> _What needs to be done_: Lay out each line from the beginning of the material through the line containing "<point>835,182</point>" as a Markdown table with the columns Row and Line, skipping blank lines and leaving out the pictures.

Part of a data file
::::::::

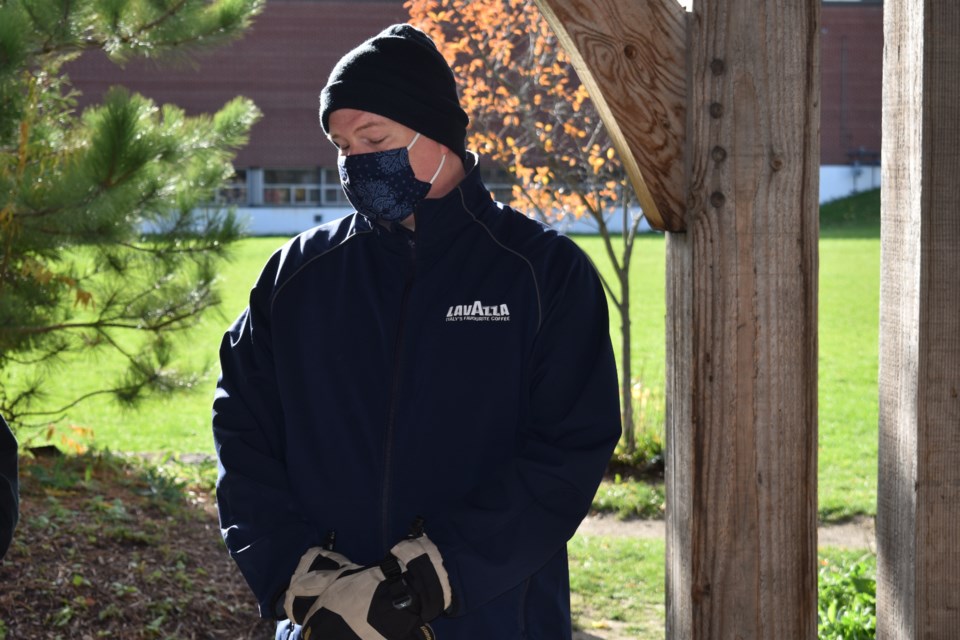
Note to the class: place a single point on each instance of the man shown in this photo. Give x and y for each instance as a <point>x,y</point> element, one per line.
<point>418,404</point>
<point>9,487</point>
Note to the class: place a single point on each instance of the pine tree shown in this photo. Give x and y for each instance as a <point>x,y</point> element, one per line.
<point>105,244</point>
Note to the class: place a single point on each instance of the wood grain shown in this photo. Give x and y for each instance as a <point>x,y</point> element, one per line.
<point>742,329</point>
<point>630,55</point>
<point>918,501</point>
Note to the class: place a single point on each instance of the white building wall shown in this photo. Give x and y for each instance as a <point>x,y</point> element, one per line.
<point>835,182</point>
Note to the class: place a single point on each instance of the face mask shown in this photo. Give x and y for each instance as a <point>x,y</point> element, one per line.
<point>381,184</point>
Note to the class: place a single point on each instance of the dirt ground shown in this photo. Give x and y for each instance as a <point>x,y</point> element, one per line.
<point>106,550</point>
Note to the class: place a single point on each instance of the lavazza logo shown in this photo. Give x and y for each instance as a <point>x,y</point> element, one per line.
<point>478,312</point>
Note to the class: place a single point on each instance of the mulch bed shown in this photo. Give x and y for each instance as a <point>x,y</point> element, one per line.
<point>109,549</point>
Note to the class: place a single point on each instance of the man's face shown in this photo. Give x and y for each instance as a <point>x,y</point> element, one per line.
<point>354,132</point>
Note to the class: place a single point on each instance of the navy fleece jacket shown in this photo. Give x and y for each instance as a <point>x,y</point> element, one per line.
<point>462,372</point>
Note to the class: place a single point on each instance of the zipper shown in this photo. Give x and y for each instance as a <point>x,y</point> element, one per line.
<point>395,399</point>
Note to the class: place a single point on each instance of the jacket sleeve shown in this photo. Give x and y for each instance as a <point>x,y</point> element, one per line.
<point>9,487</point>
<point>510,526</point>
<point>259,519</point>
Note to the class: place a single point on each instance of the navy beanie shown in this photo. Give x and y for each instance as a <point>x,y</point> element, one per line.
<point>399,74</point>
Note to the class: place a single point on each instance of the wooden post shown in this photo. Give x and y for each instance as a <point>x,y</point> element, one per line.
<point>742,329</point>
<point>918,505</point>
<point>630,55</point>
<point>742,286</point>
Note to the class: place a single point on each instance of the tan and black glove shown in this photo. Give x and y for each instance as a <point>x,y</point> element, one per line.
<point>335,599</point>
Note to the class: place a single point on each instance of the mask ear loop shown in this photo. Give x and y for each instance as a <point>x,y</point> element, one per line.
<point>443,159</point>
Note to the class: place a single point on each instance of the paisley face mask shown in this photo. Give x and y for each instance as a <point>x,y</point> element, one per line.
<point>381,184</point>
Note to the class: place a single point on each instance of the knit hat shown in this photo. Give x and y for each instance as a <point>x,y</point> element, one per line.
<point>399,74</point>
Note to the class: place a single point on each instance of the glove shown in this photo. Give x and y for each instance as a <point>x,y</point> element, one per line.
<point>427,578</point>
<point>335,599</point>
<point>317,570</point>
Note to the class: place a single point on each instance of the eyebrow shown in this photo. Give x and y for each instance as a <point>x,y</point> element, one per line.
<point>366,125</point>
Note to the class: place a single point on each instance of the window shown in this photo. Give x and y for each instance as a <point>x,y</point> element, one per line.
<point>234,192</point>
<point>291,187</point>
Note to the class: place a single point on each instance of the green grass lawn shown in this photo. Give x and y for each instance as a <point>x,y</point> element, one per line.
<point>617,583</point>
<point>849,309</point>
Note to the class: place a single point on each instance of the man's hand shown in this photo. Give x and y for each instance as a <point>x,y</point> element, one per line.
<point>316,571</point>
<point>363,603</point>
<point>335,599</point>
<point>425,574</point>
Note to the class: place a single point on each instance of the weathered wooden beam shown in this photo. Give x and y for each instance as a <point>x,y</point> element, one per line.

::::::::

> _Solution_:
| Row | Line |
|---|---|
| 1 | Note to the class: place a single point on each instance of the man shown in this photo. Give x and y for each instance as a <point>x,y</point> element, one per line. |
| 2 | <point>418,404</point> |
| 3 | <point>9,487</point> |
| 4 | Note to the class: place a single point on each instance of the pine tree shown in this photo. Give x and y for each instance as a <point>x,y</point> element, one per line. |
| 5 | <point>105,244</point> |
| 6 | Note to the class: place a single point on each instance of the wood grain shown in this photo. Give x and y for each instance as a <point>x,y</point> element, one per line. |
| 7 | <point>742,329</point> |
| 8 | <point>630,55</point> |
| 9 | <point>918,501</point> |
| 10 | Note to the class: place a single point on each instance of the white building wall shown in this photo. Give x and y for each instance as a <point>x,y</point> element, one per line. |
| 11 | <point>835,182</point> |